What is expected> Please return each of the entries below exactly as they appear.

Data shown>

================

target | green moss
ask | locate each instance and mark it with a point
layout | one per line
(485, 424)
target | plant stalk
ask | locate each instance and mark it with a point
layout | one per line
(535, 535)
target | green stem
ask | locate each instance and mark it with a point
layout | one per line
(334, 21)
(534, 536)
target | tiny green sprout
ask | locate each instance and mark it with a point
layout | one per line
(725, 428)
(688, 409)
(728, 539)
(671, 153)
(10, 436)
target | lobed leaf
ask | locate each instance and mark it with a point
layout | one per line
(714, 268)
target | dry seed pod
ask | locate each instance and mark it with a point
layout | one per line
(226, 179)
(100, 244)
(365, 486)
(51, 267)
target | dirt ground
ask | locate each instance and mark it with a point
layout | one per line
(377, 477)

================

Task response>
target | green moss
ask | locate each instance and mark it with a point
layout | one per line
(485, 424)
target | plant stalk
ask | locate each instance and mark it with a point
layout | one per line
(535, 535)
target | green stem
ask | locate each instance and mark it with a point
layout | one per line
(334, 21)
(534, 536)
target | tiny green sprout
ask | locate each instance and mark it with a point
layout | one per line
(725, 428)
(688, 409)
(728, 539)
(671, 153)
(10, 436)
target | lobed leaf
ask | locate each instance and mark it with a point
layout | one per line
(714, 268)
target | dry seed pod
ask | locate each instance and mark it with a point
layout | one per line
(226, 179)
(100, 244)
(365, 486)
(51, 267)
target | dirt ground
ask | locate each instance and mark it with a point
layout | one per line
(377, 477)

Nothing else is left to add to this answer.